Every line from the one containing "Target: overcast sky" to the one containing "Task: Could you identify the lone" in the records below, both included, must be set down exactly, and no other line.

§ **DATA TO EXAMINE**:
::::::::::

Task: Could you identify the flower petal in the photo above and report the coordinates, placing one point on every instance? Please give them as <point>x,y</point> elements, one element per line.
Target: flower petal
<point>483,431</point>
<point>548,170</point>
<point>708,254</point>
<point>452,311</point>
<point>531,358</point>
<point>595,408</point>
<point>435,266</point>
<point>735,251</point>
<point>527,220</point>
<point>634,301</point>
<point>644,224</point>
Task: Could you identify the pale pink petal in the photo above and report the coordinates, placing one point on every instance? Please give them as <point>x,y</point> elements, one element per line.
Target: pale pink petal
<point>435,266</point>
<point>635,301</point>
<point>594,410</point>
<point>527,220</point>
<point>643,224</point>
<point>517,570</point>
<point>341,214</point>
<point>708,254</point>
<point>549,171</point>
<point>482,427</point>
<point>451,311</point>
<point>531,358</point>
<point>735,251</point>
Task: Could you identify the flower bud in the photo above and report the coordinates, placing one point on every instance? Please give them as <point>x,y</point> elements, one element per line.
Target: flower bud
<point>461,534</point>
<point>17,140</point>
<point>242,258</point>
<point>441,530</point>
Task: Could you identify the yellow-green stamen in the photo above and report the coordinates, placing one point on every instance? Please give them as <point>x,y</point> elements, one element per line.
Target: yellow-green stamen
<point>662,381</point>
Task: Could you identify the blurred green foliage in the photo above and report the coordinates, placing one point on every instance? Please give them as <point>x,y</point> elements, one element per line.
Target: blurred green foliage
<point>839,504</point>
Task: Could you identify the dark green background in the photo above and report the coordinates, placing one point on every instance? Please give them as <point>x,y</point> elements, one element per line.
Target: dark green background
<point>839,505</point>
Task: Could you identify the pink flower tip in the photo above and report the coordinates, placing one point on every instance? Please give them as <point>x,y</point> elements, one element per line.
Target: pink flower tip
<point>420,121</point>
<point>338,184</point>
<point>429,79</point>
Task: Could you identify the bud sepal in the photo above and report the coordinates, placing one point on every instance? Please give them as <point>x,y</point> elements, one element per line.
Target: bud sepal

::::::::::

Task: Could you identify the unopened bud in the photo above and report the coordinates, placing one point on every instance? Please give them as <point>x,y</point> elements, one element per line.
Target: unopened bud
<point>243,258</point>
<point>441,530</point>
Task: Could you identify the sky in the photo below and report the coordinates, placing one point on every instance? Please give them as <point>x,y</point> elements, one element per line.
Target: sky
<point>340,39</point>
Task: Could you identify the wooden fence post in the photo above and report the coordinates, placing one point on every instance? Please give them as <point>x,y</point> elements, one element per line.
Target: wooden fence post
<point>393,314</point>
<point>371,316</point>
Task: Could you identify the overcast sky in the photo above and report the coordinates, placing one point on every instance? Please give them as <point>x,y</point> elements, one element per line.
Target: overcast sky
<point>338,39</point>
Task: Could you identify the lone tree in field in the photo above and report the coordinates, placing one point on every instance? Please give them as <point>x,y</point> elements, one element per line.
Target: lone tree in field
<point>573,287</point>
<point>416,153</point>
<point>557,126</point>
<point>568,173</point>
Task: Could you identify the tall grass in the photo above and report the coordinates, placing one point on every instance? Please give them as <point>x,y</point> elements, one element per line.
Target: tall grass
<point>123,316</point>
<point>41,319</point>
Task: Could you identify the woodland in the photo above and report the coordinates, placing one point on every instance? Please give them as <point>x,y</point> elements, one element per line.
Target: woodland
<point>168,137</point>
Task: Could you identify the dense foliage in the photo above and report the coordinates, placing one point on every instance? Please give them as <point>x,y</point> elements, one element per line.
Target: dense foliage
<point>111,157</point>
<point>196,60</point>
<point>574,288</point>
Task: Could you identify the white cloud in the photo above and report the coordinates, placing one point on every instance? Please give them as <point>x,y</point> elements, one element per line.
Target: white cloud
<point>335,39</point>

::::::::::

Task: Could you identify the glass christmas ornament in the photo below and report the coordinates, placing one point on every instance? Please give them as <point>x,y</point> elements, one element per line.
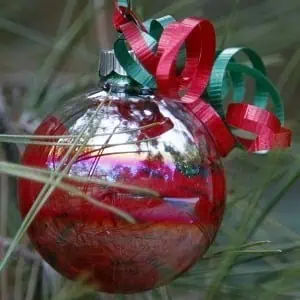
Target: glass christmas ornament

::::::::::

§ **COMPLETED TASK**:
Target: overcast sky
<point>338,39</point>
Task: Could you identify the lone tree in field in the photo above and report the coordinates, placing one point on every instance? Please give them as <point>x,y</point> elements, one element per line.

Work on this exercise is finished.